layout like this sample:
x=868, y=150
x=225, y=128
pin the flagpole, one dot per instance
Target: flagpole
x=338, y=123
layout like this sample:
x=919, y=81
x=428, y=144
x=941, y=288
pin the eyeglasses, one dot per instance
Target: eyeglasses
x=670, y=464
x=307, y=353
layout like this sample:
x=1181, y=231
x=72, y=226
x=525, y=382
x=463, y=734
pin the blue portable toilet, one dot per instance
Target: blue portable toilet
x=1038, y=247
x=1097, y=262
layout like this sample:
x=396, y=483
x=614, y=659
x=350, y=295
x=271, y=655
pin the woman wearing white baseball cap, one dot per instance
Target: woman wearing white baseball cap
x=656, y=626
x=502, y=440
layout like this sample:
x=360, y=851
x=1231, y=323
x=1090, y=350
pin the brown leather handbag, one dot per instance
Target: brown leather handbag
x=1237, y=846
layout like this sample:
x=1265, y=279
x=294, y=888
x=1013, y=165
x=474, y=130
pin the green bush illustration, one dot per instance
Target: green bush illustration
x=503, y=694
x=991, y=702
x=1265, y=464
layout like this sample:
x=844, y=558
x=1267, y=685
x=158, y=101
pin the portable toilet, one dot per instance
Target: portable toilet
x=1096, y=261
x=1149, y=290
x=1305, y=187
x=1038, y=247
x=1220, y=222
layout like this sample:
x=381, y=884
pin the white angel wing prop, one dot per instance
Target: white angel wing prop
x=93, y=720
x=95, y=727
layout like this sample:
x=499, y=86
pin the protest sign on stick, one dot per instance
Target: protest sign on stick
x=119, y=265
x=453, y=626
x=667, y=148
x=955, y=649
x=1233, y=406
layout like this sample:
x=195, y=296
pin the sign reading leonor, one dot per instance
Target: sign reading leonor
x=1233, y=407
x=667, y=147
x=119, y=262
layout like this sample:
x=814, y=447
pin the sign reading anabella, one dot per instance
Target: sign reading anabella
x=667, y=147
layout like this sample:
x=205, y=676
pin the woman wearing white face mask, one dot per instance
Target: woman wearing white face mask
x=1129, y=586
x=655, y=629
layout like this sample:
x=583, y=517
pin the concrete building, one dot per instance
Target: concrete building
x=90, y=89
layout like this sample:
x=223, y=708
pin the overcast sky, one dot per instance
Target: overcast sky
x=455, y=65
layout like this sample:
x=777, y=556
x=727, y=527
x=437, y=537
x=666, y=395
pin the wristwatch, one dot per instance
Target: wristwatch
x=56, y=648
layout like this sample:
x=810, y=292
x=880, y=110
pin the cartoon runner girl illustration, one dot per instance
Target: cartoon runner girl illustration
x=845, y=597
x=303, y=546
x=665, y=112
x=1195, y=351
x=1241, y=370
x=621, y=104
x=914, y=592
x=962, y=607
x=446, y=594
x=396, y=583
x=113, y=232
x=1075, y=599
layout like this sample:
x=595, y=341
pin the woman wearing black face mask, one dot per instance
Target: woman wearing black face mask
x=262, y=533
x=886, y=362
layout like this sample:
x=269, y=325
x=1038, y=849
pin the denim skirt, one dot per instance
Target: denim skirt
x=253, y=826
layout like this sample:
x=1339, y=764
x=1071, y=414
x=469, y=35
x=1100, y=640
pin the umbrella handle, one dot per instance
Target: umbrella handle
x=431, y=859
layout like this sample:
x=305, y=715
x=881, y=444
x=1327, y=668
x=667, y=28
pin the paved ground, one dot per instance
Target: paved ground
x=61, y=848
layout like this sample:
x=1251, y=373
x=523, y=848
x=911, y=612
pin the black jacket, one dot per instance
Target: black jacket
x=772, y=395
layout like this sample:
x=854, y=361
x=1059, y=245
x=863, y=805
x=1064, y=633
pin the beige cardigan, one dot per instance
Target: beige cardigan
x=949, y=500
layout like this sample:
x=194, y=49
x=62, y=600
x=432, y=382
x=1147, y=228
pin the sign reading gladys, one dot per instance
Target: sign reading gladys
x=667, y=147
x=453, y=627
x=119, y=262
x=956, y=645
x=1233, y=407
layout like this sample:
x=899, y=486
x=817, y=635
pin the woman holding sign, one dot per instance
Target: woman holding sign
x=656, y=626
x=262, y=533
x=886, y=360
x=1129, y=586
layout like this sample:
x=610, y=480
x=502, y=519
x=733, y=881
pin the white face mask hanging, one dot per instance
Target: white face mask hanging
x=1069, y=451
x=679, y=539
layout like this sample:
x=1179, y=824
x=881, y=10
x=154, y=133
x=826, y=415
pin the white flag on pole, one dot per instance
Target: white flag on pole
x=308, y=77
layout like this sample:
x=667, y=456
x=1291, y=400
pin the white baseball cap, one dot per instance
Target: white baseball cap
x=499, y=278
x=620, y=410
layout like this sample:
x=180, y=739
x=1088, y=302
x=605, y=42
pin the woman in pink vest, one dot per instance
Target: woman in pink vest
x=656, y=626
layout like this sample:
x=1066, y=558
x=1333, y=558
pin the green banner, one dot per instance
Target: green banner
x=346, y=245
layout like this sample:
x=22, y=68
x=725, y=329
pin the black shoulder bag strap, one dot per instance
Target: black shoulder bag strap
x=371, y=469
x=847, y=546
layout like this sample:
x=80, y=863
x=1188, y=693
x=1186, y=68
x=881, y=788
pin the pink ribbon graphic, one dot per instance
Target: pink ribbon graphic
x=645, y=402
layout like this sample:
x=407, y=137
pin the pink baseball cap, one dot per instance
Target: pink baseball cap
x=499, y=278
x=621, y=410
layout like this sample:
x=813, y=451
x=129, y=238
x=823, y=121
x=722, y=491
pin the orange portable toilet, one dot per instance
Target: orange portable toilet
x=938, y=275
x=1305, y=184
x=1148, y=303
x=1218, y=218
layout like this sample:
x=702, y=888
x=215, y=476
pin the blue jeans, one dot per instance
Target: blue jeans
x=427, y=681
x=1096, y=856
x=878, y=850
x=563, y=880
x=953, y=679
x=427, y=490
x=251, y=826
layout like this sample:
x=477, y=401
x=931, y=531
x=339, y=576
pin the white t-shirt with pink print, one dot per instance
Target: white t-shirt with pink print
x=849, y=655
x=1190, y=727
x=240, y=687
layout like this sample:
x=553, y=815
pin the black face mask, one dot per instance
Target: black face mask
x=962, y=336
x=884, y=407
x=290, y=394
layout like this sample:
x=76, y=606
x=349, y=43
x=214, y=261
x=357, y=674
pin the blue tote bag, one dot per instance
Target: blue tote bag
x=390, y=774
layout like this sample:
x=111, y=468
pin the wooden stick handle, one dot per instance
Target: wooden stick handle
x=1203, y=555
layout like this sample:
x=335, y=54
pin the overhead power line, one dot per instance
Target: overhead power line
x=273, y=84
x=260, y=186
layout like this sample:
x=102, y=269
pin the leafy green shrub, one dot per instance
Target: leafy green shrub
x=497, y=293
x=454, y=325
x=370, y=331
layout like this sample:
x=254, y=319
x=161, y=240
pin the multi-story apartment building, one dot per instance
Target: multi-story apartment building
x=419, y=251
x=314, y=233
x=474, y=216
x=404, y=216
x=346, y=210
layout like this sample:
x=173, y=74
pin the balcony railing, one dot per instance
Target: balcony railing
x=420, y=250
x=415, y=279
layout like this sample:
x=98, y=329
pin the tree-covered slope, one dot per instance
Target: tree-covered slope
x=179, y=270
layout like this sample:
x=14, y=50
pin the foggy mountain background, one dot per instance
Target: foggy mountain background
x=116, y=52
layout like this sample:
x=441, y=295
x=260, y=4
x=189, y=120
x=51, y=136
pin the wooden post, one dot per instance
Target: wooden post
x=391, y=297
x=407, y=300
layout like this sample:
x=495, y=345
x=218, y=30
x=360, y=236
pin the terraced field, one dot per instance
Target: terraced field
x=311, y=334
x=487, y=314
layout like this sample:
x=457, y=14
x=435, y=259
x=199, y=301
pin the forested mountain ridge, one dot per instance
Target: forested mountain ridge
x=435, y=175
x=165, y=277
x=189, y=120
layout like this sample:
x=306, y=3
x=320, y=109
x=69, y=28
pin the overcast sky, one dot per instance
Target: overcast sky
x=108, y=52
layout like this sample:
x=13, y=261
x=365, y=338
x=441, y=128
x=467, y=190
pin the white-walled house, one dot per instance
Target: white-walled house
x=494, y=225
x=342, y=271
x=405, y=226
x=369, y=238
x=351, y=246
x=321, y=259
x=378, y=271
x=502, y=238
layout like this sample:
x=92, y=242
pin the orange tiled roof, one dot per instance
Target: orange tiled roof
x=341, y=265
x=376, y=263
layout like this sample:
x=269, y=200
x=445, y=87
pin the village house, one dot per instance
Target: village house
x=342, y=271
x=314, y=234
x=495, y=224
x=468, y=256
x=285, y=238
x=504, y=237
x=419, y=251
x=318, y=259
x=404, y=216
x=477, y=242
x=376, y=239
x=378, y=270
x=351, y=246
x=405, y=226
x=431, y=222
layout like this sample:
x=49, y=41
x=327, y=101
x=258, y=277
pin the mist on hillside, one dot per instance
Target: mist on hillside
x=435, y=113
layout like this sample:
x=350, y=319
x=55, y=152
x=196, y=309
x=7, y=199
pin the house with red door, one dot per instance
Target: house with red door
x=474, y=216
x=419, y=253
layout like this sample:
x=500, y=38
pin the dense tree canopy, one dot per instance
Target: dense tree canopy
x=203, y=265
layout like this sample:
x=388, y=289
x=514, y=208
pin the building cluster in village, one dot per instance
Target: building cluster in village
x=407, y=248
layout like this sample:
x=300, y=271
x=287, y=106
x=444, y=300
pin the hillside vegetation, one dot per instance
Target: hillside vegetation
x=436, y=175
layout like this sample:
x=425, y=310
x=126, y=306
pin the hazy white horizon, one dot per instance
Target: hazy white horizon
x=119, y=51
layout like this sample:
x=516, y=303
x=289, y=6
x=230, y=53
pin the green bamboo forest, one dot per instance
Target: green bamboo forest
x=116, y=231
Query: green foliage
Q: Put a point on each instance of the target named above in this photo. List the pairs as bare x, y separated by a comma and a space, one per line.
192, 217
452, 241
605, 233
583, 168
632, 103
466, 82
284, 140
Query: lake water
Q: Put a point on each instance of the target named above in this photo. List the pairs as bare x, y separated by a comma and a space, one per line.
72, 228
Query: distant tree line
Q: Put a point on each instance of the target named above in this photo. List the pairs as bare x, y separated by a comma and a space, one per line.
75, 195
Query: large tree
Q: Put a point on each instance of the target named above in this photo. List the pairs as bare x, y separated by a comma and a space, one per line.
# # # #
=== EXERCISE GOAL ===
Looking at the material above, count the lines that carry the word "Query" and answer with the count alone.

=== EXERCISE RESPONSE ===
4